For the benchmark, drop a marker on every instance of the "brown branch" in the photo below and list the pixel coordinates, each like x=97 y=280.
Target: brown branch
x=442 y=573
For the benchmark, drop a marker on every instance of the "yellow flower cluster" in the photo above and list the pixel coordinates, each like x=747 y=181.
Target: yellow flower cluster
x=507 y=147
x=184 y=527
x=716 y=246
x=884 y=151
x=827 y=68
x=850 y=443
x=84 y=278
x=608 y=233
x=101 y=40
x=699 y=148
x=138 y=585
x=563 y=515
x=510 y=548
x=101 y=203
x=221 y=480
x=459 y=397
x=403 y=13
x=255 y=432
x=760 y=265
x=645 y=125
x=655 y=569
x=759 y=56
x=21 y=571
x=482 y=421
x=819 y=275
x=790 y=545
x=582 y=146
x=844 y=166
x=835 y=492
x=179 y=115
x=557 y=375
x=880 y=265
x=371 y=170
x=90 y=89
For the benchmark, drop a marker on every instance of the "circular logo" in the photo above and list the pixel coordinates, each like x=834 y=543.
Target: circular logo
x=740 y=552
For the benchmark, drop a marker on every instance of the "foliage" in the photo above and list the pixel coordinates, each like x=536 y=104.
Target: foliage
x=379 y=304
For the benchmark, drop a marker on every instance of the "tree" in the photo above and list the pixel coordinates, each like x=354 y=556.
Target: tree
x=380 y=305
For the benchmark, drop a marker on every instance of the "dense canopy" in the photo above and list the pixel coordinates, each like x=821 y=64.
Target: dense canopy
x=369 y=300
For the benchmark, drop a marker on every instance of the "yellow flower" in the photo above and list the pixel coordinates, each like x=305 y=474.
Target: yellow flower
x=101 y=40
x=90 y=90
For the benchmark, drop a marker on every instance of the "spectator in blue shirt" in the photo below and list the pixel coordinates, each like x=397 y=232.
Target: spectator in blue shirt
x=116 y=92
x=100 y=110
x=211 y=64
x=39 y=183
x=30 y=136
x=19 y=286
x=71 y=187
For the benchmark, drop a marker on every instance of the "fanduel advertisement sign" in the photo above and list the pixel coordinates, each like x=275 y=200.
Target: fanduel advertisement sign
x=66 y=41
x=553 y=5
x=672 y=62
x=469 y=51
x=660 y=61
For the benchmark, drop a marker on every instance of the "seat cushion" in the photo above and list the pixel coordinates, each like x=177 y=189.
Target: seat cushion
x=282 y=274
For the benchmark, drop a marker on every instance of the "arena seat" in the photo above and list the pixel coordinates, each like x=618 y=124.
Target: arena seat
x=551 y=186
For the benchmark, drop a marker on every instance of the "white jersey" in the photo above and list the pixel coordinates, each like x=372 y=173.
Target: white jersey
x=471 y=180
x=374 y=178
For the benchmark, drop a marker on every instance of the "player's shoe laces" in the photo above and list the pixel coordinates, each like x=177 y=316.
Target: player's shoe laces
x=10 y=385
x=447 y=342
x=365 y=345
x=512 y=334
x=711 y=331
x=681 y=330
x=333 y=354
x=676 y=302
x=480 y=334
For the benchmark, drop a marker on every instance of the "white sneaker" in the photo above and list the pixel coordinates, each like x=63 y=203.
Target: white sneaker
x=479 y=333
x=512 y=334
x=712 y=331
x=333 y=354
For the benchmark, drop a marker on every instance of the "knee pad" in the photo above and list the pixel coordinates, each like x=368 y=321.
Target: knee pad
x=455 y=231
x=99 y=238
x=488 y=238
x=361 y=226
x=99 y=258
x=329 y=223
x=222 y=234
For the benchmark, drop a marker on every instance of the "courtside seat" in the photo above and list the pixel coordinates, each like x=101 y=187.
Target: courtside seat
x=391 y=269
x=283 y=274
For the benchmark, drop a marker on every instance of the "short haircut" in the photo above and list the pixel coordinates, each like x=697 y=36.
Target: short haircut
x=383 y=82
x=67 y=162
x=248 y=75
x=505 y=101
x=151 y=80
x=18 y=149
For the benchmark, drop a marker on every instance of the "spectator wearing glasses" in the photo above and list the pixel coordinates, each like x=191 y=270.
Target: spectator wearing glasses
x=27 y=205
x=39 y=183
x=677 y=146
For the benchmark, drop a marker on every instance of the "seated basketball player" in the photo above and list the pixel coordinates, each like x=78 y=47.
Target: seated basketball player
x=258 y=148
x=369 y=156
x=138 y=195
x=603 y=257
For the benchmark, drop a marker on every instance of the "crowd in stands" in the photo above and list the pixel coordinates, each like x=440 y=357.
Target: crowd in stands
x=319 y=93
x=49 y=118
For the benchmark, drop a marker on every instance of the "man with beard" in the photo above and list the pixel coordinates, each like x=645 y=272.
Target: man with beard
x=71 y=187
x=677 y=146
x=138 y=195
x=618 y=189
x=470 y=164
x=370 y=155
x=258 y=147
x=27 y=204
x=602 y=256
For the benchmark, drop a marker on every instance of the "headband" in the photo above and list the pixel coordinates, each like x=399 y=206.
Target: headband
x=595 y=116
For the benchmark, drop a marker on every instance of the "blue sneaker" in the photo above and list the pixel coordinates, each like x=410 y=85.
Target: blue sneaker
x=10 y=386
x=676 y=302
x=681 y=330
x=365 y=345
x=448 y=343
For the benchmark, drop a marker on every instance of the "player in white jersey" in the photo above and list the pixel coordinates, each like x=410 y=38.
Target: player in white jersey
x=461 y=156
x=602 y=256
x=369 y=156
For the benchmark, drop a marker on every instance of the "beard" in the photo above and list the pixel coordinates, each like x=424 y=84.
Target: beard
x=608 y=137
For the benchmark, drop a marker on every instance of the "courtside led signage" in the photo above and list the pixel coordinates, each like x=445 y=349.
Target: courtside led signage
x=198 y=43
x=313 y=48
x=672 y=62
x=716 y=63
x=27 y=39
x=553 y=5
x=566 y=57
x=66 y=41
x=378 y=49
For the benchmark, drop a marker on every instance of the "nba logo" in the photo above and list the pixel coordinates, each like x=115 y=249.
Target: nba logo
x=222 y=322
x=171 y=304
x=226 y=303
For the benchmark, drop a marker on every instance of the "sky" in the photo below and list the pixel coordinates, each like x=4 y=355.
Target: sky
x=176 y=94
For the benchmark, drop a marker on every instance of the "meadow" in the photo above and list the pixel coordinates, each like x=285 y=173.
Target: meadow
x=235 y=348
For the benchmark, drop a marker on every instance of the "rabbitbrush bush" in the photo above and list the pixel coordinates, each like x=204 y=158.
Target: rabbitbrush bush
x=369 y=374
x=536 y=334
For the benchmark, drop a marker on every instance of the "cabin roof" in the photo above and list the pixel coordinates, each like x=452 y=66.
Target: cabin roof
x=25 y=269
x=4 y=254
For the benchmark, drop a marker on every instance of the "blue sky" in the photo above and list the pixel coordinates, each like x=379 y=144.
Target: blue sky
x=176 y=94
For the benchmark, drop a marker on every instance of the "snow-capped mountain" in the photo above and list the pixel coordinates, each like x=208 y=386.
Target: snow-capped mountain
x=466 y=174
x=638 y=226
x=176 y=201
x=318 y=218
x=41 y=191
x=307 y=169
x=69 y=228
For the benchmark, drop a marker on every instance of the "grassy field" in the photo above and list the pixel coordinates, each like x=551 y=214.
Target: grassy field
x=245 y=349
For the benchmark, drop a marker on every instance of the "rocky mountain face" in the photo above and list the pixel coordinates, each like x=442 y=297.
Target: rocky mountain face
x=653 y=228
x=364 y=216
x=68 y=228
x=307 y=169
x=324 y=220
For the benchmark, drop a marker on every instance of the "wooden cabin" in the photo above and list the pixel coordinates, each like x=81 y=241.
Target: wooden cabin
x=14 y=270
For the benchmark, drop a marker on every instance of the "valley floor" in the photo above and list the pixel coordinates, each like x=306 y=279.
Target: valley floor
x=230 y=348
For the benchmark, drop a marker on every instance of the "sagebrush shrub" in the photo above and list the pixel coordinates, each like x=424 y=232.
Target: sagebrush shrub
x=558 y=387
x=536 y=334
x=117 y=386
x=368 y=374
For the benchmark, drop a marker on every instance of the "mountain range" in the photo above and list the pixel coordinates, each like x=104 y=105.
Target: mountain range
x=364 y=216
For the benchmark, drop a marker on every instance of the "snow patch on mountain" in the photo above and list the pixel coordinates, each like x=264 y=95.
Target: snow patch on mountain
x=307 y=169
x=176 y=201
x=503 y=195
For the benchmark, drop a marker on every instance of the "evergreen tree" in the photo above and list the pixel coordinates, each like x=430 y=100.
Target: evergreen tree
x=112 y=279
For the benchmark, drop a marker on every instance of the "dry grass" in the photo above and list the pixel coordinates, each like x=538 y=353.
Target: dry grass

________________________

Write out only what runs from the line holding "like x=264 y=95." through the last line of the records, exactly as shown.

For the benchmark, drop a marker on every instance of the "snow patch on mountain" in the photo above and list the pixel coordinates, each like x=264 y=95.
Target: snow patch on mountain
x=307 y=169
x=176 y=201
x=503 y=195
For the benchmark, drop a marker on every instance of the "evergreen tree" in the photo above and list the pixel coordinates, each like x=430 y=100.
Target: evergreen tree
x=112 y=279
For the benchmark, drop a marker on every instance of the "dry grass" in the photo above and list the pixel coordinates, each like x=538 y=353.
Target: dry grass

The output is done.